Put each line of the data below into a Markdown table with the columns Row and Line, numbering the rows in order and omitting blank lines.

Items from a dataset
---
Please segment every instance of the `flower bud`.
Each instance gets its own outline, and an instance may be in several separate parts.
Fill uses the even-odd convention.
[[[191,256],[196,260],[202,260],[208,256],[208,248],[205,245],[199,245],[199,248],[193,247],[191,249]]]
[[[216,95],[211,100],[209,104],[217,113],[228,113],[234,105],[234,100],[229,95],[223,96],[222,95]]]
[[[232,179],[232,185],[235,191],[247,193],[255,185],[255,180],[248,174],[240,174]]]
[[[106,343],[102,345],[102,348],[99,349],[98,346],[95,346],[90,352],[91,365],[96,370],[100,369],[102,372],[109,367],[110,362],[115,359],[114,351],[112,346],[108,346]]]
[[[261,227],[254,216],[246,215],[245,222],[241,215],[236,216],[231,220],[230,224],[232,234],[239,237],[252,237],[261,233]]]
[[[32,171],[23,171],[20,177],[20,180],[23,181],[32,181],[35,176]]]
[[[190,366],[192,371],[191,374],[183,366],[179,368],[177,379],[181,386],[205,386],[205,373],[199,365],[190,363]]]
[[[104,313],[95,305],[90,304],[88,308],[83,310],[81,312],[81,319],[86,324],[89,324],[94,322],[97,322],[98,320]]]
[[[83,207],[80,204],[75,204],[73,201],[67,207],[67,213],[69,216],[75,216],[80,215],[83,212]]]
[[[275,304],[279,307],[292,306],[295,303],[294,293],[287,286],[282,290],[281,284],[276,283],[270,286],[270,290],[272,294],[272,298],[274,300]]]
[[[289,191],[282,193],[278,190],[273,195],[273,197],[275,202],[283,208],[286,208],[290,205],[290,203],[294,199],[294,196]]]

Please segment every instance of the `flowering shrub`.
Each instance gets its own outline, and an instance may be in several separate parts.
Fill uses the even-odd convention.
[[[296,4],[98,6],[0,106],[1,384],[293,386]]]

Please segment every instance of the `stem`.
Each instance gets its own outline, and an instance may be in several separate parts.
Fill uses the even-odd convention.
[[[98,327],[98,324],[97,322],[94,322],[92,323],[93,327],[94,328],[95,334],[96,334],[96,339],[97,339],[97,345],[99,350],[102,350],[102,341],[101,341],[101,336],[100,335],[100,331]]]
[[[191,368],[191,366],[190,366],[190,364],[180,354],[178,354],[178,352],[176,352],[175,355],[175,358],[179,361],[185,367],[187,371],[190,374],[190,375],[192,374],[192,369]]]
---
Finished exercise:
| Row | Line |
|---|---|
| 1 | Please segment every instance of the `flower bud`. |
| 2 | Each instance gets its own outline, and an instance may be in several separate parts. |
| 3 | Fill uses the even-odd convention. |
| 4 | [[[191,256],[196,260],[202,260],[208,256],[208,248],[205,245],[199,245],[199,248],[193,247],[191,249]]] |
| 5 | [[[216,95],[211,100],[209,104],[217,113],[228,113],[234,105],[234,100],[229,95],[223,96],[222,95]]] |
| 6 | [[[232,179],[232,185],[235,191],[247,193],[255,185],[255,180],[248,174],[240,174]]] |
| 7 | [[[106,343],[102,345],[102,348],[99,349],[98,346],[95,346],[90,352],[91,365],[96,370],[100,369],[102,372],[109,367],[110,362],[115,359],[114,351],[112,346],[108,346]]] |
| 8 | [[[261,227],[254,216],[246,215],[245,222],[241,215],[236,216],[231,220],[230,224],[232,234],[239,237],[252,237],[261,233]]] |
| 9 | [[[32,171],[23,171],[20,177],[20,180],[23,181],[32,181],[35,176]]] |
| 10 | [[[190,366],[192,371],[191,374],[183,366],[179,368],[177,379],[181,386],[205,386],[205,373],[199,365],[190,363]]] |
| 11 | [[[104,313],[95,305],[90,304],[88,308],[83,310],[81,312],[81,319],[86,324],[89,324],[94,322],[97,322],[98,320]]] |
| 12 | [[[83,207],[80,204],[75,204],[73,201],[67,207],[67,213],[69,216],[75,216],[80,215],[83,212]]] |
| 13 | [[[275,304],[279,307],[292,306],[295,303],[294,293],[287,286],[282,290],[281,284],[276,283],[270,286],[270,290],[272,294],[272,298],[274,300]]] |
| 14 | [[[289,191],[282,193],[278,190],[273,195],[273,197],[275,202],[283,208],[286,208],[290,205],[290,203],[294,199],[294,196]]] |
| 15 | Please segment every instance of the `flowering shrub`. |
| 16 | Each instance gets its own outline, and an instance may be in several separate parts. |
| 17 | Fill uses the even-odd convention. |
| 18 | [[[296,4],[98,6],[0,106],[1,384],[293,386]]] |
| 19 | Please segment every instance of the `stem`. |
| 20 | Each instance gets its own outline, and an instance may be in several separate parts. |
| 21 | Fill uses the even-odd convention. |
| 22 | [[[98,327],[98,324],[97,322],[94,322],[92,323],[93,327],[94,328],[95,334],[96,334],[96,339],[97,339],[97,345],[99,350],[102,350],[102,341],[101,341],[101,336],[100,335],[100,331]]] |
| 23 | [[[191,368],[191,366],[190,366],[190,364],[180,354],[178,354],[178,352],[176,352],[175,355],[175,358],[179,361],[185,367],[187,371],[190,374],[190,375],[192,374],[192,369]]] |